• [READING TEXT]:
— Start —

Read Magic and Literacy

In one of the retroclones (Labyrinth Lord, if I recall correctly,) characters with a very low Intelligence score are illiterate.  This may be true in B/X or BECMI as well; I never read those versions of Basic, just Holmes.  That approach doesn't sit well with me, since I prefer no minimum scores for the base classes; illiteracy is a background option, not a side-effect of a low ability score.

But I do like the idea of having some effect on literacy for low ability scores.  Here's an idea: Intelligence 8 and below means a character's lips move while reading, with 5 or less meaning the character reads allowed.  This mainly affects the use of scrolls: a magic-user of average or better Intelligence can cast Read Magic and identify the spells on one or more scrolls without problem, but those of low Intelligence have a 1 in 6 chance of casting the spell on the scroll, or 2 in 6 for those of very low Intelligence.

There's also a 1 in 6 chance that reading a normal inscription aloud will alert a nearby monster, spoiling surprise.


  1. I actually just assume most characters are illiterate unless they have a good reason to not be, since we have a medieval based society we're working with. Magic-Users and Clerics get a pass to literacy, everyone else has to convince me (or spend points on it, if we're using some kind of skill/proficiency system).

  2. I like to think all M-Us and Clerics are literate, but Fighters and Thieves are literate only on a d20 roll-under INT.

    Social standing doesn't have such a big impact, as I can see a knight not learning to read because that's not really a skill required for bashing heads and exhorting peasant toil.

  3. My approach is the opposite, as I hinted at with my reference to backgrounds. Your character is literate unless you want to be illiterate, or unless you would obviously be illiterate (barbarian, orc.)

  4. The Labyrinth Lord description of Read Magic is interesting in that it effectively gives the character casting it the chance to retain their newfound language skills...which isn't how things were way back when, but is a nice way to expand on the use of languages in magic, at least.

    The assumption of literacy/illiteracy says a lot about a setting and it establishes a fundamental bit of shared context--written clues won't do much for illiterates, and erudite-types might overlook the fancy knots or patterns in the beadwork of illiterate tribes...there's a lot to work with adventure/setting-design-wise just in terms of how you want to deal with literacy.

  5. I recall reading (somewhere... The Medieval Machine perhaps) that the ability to read silently was considered an amazing feat, cited in wonderment about a certain cleric. The areas in monasteries where the monks copied works were said to hum with the murmuring of the monks speaking as they read.

  6. @Alex: I recall reading, in an article on improving reading speed, that even many people who appear to read silently either subvocalize or move their lips slightly while reading; one of the first tasks for someone trying to improve their reading speed is to learn not to do that, so that their speed of comprehension isn't limited by their speed of speech.

— End —

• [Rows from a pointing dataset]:
— Start —

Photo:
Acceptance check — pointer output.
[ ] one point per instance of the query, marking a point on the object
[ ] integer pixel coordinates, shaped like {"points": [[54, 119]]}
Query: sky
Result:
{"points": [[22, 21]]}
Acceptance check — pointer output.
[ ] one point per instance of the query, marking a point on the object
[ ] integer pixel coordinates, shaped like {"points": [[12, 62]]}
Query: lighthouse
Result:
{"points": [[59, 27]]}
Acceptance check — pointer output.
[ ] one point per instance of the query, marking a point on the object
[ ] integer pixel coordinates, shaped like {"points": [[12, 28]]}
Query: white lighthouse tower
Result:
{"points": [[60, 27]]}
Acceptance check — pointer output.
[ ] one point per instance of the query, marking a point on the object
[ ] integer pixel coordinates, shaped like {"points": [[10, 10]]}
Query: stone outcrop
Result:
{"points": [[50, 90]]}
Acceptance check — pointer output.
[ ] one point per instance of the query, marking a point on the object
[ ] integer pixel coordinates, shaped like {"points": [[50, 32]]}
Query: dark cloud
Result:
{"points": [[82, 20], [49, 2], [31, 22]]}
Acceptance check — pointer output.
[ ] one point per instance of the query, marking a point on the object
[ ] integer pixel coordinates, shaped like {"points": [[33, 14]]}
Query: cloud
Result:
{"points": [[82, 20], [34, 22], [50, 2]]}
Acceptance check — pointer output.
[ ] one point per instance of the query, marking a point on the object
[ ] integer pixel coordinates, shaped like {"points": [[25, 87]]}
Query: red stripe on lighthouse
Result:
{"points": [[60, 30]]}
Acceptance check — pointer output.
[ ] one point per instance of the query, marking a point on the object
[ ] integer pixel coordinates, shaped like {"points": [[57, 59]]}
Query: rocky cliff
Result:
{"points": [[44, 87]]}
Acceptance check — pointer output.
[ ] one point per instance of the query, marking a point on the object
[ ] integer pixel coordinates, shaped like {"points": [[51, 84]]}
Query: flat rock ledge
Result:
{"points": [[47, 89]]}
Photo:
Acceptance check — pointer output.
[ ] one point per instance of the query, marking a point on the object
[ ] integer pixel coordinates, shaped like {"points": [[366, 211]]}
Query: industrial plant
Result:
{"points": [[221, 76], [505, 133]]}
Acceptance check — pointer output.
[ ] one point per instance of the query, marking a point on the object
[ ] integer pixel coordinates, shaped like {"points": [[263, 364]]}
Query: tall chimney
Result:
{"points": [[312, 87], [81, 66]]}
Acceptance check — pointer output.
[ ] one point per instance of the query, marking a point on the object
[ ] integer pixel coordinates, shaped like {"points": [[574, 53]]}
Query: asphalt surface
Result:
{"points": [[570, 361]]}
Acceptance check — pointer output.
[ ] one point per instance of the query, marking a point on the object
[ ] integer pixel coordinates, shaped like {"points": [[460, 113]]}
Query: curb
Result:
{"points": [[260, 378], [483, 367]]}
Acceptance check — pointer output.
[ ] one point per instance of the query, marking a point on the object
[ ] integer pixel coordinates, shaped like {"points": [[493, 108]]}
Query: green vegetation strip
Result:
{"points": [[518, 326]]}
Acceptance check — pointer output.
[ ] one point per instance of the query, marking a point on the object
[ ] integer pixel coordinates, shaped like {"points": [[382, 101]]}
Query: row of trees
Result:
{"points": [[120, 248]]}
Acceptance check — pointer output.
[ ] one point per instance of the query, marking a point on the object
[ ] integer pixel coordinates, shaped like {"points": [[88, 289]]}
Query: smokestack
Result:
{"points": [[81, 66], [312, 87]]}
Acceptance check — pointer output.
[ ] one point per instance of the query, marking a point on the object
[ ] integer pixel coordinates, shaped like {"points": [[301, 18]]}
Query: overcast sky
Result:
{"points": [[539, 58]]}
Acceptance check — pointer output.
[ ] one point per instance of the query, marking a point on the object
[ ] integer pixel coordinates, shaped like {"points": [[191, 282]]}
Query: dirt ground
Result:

— End —

• [THINGS TO DO]:
1. Can you retype the passage of the post on literacy between "3. My approach" and "magic, at least.", inclusive?
2. Which lines of the entries contain the string "lighthouse"? Extract each one, treating uppercase and lowercase as different.

• [SOLUTIONS FOR EACH TASK]:
1.
3. My approach is the opposite, as I hinted at with my reference to backgrounds. Your character is literate unless you want to be illiterate, or unless you would obviously be illiterate (barbarian, orc.)

  4. The Labyrinth Lord description of Read Magic is interesting in that it effectively gives the character casting it the chance to retain their newfound language skills...which isn't how things were way back when, but is a nice way to expand on the use of languages in magic, at least.

2.
Query: lighthouse
Query: white lighthouse tower
Query: red stripe on lighthouse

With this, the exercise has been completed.